● SHORT PROBLEM:
Quote the records below in full, exactly as given, with the images taken out.

● MATERIAL SHOWN:
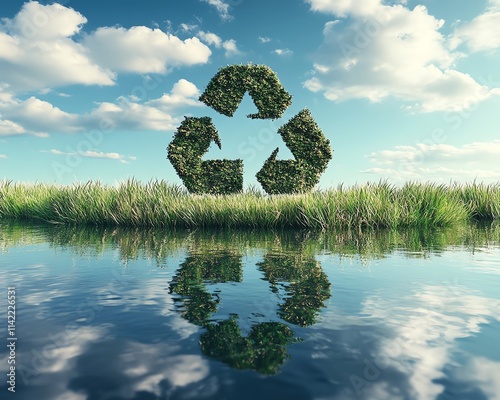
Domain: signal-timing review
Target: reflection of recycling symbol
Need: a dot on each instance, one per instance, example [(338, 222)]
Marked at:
[(224, 93)]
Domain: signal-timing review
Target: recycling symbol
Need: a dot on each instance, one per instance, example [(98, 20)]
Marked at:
[(224, 93)]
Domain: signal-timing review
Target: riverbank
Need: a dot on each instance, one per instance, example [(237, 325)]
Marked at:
[(160, 204)]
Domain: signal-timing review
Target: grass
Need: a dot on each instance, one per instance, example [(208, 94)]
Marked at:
[(160, 204)]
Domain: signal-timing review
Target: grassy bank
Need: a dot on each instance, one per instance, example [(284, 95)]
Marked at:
[(159, 204)]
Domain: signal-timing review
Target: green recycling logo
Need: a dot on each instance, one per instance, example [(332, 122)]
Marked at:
[(224, 93)]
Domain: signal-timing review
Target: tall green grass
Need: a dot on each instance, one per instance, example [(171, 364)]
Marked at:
[(159, 204)]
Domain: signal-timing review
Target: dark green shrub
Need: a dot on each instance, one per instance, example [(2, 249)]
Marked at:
[(192, 140), (227, 88), (312, 153)]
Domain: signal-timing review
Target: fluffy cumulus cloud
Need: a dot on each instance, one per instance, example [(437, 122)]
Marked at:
[(222, 8), (385, 51), (37, 117), (480, 34), (438, 162), (142, 50), (39, 50), (283, 52), (94, 154)]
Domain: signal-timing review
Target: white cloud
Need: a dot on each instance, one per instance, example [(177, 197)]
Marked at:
[(142, 50), (188, 27), (390, 51), (283, 52), (38, 117), (39, 51), (44, 56), (342, 8), (210, 38), (95, 154), (221, 7), (230, 47), (483, 373), (439, 162), (480, 34), (9, 128)]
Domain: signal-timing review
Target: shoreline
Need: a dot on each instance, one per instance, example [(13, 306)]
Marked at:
[(164, 205)]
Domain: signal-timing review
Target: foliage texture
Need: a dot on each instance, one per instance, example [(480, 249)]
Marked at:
[(227, 88), (312, 153), (192, 140)]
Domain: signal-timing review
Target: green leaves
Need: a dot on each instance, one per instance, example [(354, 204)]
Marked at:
[(227, 88), (192, 140), (224, 93), (312, 153)]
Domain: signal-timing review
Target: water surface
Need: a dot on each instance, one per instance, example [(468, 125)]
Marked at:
[(137, 314)]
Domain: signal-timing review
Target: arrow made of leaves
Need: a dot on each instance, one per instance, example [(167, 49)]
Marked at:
[(312, 153), (192, 140), (226, 90)]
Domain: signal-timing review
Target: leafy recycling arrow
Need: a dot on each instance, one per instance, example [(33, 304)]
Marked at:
[(224, 93)]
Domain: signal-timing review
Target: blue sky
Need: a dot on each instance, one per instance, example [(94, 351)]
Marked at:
[(404, 90)]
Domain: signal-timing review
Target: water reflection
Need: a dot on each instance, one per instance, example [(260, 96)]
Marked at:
[(263, 349), (131, 314)]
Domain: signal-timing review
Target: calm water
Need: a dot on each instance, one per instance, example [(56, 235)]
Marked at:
[(143, 315)]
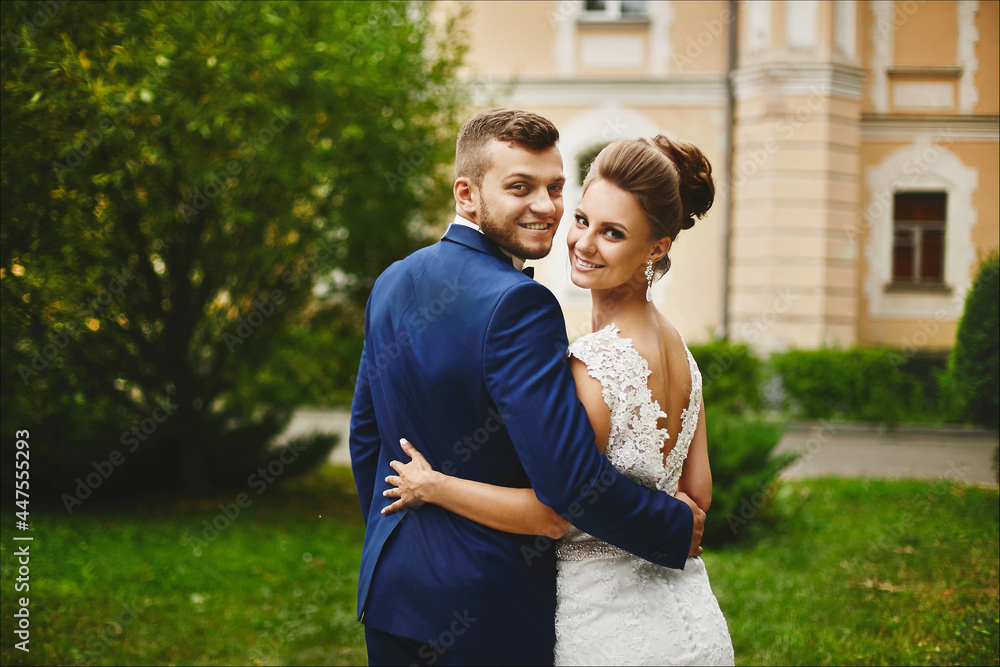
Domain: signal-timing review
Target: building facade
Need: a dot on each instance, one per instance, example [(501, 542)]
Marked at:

● RESPONSE TO THIS TASK:
Domain: signal-timing review
Target: reflection of recycling symbol
Need: a dot on each instance, one per instance, example [(338, 222)]
Marked at:
[(224, 93)]
Domain: signal-timing review
Target: recycling symbol
Need: a dot on each instance, one per instance, example [(98, 20)]
Marked at:
[(224, 93)]
Domain: signal-timing review
Target: riverbank
Need: a dot on each instance, one per instance, example [(237, 325)]
Marked at:
[(160, 204)]
Domain: signal-timing review
Target: grass
Need: a dot on each instance, one per instance, example [(208, 94)]
Marked at:
[(160, 204)]
Domain: signal-timing review
Target: grassy bank
Need: a dot on each instance, one per instance, example [(284, 95)]
Marked at:
[(159, 204)]
Domain: signal-timing review
Target: green recycling logo
Need: a dot on each instance, one per instance, example [(332, 122)]
Marked at:
[(224, 93)]
Domain: signal-timing review
Target: tall green grass
Need: a dot on each instance, one per instance, example [(171, 364)]
Marked at:
[(159, 204)]
Domain: signal-timing review
Target: dark green shrub
Need: a dot on each instance, one per instance, example [(2, 249)]
Marked at:
[(192, 140), (227, 88), (312, 153)]
Domain: signal-timing review
Target: fluffy cumulus cloud
Need: a dot on each instance, one per instance, example [(437, 122)]
Marked at:
[(222, 8), (385, 51), (37, 117), (480, 34), (438, 162), (142, 50), (39, 50), (283, 52), (94, 154)]
Domain: signal-timing review
Target: white cloud
Need: a dot on each instance, one per instance, example [(177, 197)]
Marked at:
[(142, 50), (188, 27), (390, 51), (283, 52), (38, 117), (39, 51), (44, 56), (342, 8), (210, 38), (95, 154), (221, 7), (230, 47), (483, 373), (439, 162), (480, 34), (9, 128)]
Domain: signal-timing review
Target: shoreline
Need: a dot on each instance, one per instance, example [(13, 306)]
Marked at:
[(164, 205)]
Domain: signal-timing review
Target: foliage texture
Need: a dot on each instance, one per instance, example [(480, 249)]
Marked at:
[(227, 88), (312, 153), (192, 140)]
Domain: signal-timing review
Target: green leaves
Need: a dot on each instance, one per instance, example [(354, 204)]
Marked at:
[(227, 88), (192, 140), (224, 93), (312, 153)]
Domain: signal-timing review
Target: water surface
Need: a dot on each instance, one per instance, example [(468, 125)]
Marked at:
[(137, 314)]
Domain: signal-timing review
Target: arrow made of leaves
Need: a dot on each instance, one per instance, example [(167, 49)]
Marked at:
[(312, 153), (192, 140), (226, 90)]
Domain: signal-timing review
Target: leafy recycling arrow
Need: a dot on each instance, one per instance, example [(33, 304)]
Marked at:
[(224, 93)]
Domain: signal-timing review
Target: blue sky
Need: a dot on each instance, one per instance, example [(94, 351)]
Marked at:
[(404, 90)]
Domain: signal-timing review
Target: water reflection
Need: a dot on each instance, one per instance, example [(260, 96)]
Marked at:
[(263, 349), (131, 314)]
Domain: signal-timing review
Target: calm water
Need: a dot on each instance, one per instance, example [(56, 235)]
Marked at:
[(143, 315)]
Domain: signal-timing review
Target: building facade
Need: a dot on each instance, one per instance, example [(501, 542)]
Marked at:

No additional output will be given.